Work instructions :: Rescale the stretch from the line containing "The pointer SHOULD return, for each instance of the stone" through the line containing "The pointer SHOULD return, for each instance of the lit", both ends included, and give back only those lines in full, requests included. Multiply every coordinate in the answers by 1.1 and round each result to a whole number, rounding halves up.

#### Excerpted data ####

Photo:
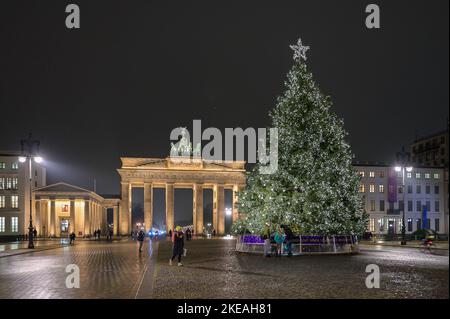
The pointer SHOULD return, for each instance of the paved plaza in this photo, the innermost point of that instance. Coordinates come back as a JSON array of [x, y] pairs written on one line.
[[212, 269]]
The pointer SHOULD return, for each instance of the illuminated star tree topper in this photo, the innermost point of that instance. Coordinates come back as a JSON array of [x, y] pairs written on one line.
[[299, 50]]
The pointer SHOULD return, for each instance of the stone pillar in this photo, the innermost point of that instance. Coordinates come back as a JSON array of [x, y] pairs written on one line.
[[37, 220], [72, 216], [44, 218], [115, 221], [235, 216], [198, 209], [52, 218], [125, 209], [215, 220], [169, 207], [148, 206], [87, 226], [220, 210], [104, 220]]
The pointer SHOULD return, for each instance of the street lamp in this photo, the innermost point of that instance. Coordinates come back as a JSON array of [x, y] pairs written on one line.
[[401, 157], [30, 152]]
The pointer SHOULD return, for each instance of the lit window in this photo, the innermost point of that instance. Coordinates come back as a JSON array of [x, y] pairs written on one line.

####
#### Excerpted data ####

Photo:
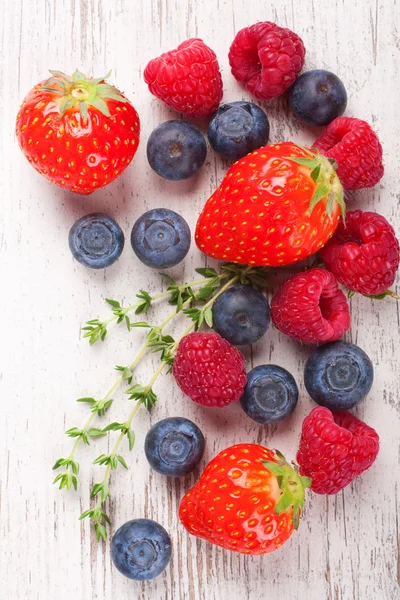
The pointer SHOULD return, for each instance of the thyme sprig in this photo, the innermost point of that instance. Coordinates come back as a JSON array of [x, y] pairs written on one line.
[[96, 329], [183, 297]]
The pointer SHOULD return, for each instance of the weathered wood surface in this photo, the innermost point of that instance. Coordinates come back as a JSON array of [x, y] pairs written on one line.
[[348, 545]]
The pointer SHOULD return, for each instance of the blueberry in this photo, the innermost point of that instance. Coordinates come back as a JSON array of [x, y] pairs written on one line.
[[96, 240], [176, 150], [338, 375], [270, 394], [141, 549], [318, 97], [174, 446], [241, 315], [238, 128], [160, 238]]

####
#### Excerpted data ####

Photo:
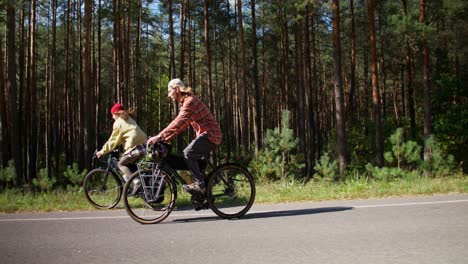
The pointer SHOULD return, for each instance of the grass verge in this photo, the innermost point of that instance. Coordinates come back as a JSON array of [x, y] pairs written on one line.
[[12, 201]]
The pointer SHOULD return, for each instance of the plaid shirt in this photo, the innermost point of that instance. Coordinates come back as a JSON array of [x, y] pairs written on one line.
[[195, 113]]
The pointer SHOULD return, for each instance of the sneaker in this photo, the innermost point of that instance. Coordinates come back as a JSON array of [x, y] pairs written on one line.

####

Final result ::
The pointer SHOULD return, for each instance of the stone pillar in this photo, the innermost point of that instance. Coordinates come back as a JSON array of [x, y] pairs written on one line.
[[41, 242], [79, 238], [48, 240], [127, 243], [259, 238], [218, 230], [57, 240], [138, 230], [237, 242], [186, 228], [163, 227], [96, 249], [242, 231], [114, 242]]
The pointer SHOULD return, for each instance of the street lamp in this photo, the innermost point of that instance. Coordinates come back as a JSON array of [x, y] pairs written on one line.
[[441, 173], [33, 167]]
The pointer SHOULD return, for each instance of the lit window in this photo, the innermost point of that instance. Coordinates come back as a JSON array of [x, y] pairs written on one line.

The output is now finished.